### What is needed:
Continue the parliamentary debate on energy efficiency in private rented housing from the point where it stops.

It is right that we examine this in detail because the issue around the balance between the quality and quantity of housing is a fine one to walk, and we want to ensure that at all times the Government reach the correct balance. In proposing amendments and discussing and debating the clauses of the Bill, we want to ensure that the Government can fulfil the objectives they have set themselves. We entirely agree with the Government when they said that they wanted to be the greenest Government ever. When the Minister referred to that in the Chamber in our first energy debate, which seems an awfully long time ago, and I challenged him on it he said, “Like it or not”. I let him know that we do like it and that we will support the Government in these aims and wider where they seek to be as green as possible. The issue of having greener properties and more energy- efficient properties goes beyond just the idea of being energy-efficient. It goes into health, the economy and much wider. As we debate these clauses about the private rented sector I give the Minister our assurance that every time we raise an issue we do so only to improve the Bill and work with him to achieve his stated objectives.
My Lords, it is wonderful to hear so much green co-operation bouncing backwards and forwards. We appreciate the very generous words from the opposition Benches, and of course from my noble friend Lord Jenkin of Roding, who has told us that we have a very significant task to perform in this Bill. He has told us that there are many challenges ahead, which we will have to address. The noble Baroness, Lady Smith, and my noble friend Lord Jenkin both talk about a balance that needs to be had, and they are quite right. If I may, I will deal with his specific point about ECOs later, when it comes up in the list of amendments, but I am very grateful for the encouragement.
I will speak to Clause 35, so that we are clear where that is going. Clause 35 lays the foundations for the provisions in the private rented sector by clearly defining what we mean by domestic and non-domestic private rented property in England and Wales for the purposes of this Bill. The domestic private rented sector is defined by the two most common types of tenancy agreements in the sector: assured and regulated tenancies. We have intentionally excluded social landlords from these requirements. The sector has previously been required to invest in the energy-efficiency performance of its homes. As a result, it has made some of the biggest energy-efficiency gains in recent years.

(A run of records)
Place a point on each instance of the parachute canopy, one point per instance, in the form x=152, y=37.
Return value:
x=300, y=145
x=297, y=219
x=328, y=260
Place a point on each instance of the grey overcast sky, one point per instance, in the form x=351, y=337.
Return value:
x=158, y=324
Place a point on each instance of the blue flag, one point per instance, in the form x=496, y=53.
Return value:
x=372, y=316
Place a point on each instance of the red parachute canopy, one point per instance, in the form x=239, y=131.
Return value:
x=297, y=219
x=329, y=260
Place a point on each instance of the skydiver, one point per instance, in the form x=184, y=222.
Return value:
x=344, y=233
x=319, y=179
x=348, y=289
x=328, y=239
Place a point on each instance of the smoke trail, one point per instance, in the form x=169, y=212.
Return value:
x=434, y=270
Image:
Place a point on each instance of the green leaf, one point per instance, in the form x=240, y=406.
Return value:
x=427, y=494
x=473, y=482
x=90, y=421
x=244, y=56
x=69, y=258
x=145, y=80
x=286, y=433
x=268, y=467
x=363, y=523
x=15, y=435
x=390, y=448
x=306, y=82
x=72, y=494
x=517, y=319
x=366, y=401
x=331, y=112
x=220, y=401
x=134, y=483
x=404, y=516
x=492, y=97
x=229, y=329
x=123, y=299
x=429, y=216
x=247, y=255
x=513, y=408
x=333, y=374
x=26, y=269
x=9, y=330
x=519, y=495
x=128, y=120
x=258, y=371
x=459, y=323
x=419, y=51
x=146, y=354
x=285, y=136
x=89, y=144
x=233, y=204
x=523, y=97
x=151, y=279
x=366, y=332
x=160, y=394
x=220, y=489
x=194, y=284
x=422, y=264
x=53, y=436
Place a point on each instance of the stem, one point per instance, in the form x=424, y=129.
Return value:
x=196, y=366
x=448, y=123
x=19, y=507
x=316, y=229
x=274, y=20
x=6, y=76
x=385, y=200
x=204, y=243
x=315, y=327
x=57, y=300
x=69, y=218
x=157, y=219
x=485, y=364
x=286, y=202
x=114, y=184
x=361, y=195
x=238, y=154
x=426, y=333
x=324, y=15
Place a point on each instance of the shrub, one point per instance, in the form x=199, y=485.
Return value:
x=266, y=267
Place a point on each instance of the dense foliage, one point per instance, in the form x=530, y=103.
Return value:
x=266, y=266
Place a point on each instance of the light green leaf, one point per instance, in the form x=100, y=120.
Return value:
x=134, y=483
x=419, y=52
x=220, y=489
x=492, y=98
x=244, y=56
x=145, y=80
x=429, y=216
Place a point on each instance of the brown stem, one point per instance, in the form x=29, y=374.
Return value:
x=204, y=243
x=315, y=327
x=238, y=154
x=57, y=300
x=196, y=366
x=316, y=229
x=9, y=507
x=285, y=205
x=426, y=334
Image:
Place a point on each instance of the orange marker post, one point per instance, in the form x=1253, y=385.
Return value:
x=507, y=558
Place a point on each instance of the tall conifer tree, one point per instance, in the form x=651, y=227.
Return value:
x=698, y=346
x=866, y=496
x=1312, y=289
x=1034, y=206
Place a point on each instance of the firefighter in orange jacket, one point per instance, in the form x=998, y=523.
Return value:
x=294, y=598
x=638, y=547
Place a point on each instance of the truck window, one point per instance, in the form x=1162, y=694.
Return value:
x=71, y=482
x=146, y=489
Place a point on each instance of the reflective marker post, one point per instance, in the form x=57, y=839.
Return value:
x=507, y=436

### Output:
The definition of a non-domestic private rented property is one which is let under a tenancy and is not a dwelling. A dwelling is already defined under the Energy Performance of Buildings (Certificates and Inspections) (England and Wales) Regulations 2007, so it is logical to use this existing definition for the purpose of this chapter. I hope that that satisfies noble Lords.
While the Minister seeks inspiration on that point, perhaps I may put to him that my comments and my amendment seek to probe whether there should be additional items in the review, but he did not address that, either.
The purpose of my Amendment 20KA is to probe whether additional items should be in the review other than those in paragraphs (a) to (d) of subsection (5). I do not think that the Minister addressed that, but I apologise if I have missed it.
I will deal first with the point made by my noble friend Lady Noakes. There is a limit to how much one can inform. Clearly, there is a greater emphasis on the private rented sector to inform. If we find that the sector is not informing people, we will bring that to attention under the review. I hope that that deals with the point.
I am not sure of the direction of the question of the noble Baroness, Lady Smith. Perhaps I could also deal with that at a later point.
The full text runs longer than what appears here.